▸ **Do this**: Extract the full listing below without altering a single character.

▸ **Excerpt from a dataset**:
·····

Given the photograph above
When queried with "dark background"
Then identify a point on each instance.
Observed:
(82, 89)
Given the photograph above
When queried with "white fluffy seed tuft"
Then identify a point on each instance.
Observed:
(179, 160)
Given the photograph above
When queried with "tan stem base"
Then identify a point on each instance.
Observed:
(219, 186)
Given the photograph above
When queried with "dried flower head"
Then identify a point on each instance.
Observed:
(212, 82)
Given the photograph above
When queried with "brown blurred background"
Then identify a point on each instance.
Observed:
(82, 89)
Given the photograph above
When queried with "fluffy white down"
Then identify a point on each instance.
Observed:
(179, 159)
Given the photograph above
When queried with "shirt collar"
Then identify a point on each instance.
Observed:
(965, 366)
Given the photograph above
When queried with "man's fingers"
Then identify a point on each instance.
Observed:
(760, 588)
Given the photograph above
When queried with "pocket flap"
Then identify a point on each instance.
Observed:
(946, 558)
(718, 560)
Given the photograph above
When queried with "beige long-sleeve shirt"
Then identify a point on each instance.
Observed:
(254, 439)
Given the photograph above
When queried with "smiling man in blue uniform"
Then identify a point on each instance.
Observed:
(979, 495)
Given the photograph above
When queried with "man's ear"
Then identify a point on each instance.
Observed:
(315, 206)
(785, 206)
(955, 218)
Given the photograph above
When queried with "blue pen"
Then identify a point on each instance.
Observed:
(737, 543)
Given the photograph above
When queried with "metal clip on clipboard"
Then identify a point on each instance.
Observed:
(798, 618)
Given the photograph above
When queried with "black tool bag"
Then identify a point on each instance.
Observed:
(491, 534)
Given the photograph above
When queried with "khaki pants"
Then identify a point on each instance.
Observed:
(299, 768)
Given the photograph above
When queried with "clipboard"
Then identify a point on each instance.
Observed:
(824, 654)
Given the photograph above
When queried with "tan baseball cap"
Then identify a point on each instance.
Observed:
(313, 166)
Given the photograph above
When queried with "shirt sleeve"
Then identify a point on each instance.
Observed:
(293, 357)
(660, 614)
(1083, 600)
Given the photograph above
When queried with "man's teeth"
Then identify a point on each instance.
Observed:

·····

▸ **Output**:
Given the photograph above
When queried with "dark background"
Then identify a point on each instance.
Observed:
(82, 89)
Given the photograph above
When queried with "white fluffy seed tuft"
Then identify a point on each instance.
Observed:
(179, 160)
Given the photograph above
When queried with "tan stem base"
Then identify a point on each instance.
Observed:
(219, 186)
Given the photograph above
When queried with "dried flower head"
Then identify a point on each instance.
Observed:
(212, 82)
Given the photograph above
When queried with "brown blurred background"
Then identify a point on each instance.
Observed:
(82, 89)
Given the photograph above
When queried with "fluffy white down"
Then identify a point on each instance.
Observed:
(179, 159)
Given the photograph above
When queried with "shirt collar"
Then identify a point on each instance.
Observed:
(965, 366)
Given the photograph above
When queried with "man's fingers"
Then identify a point on each instance.
Observed:
(760, 588)
Given the photograph above
When queried with "pocket flap"
Then identify a point on each instance.
Observed:
(946, 558)
(718, 560)
Given the photograph above
When queried with "beige long-sleeve shirt"
Then identify a point on each instance.
Observed:
(254, 439)
Given the photograph above
When queried with "smiling man in blue uniform"
Then identify a point on each instance.
Observed:
(979, 495)
Given the photograph above
When queried with "man's ear"
Then identify a point on each instance.
Observed:
(315, 206)
(785, 206)
(955, 218)
Given the photograph above
When queried with "blue pen"
Then identify a point on each instance.
Observed:
(737, 543)
Given the photograph above
When queried with "metal clip on clipboard"
Then identify a point on each instance.
Observed:
(798, 618)
Given the photograph above
When queried with "black tool bag"
Then identify a point on each instance.
Observed:
(491, 534)
Given the photograph above
When queried with "khaki pants"
Then identify a point on each instance.
Observed:
(299, 768)
Given the photograph above
When queried with "clipboard"
Then identify a point on each instance.
Observed:
(824, 654)
Given the photograph above
When queried with "tan baseball cap"
Then identify a point on each instance.
Observed:
(313, 166)
Given the photograph above
When queried with "shirt sleeve"
Then identify a point on each instance.
Observed:
(293, 357)
(660, 614)
(1083, 600)
Given the photograph above
When queried with "man's teeth"
Then identify a point on each instance.
Observed:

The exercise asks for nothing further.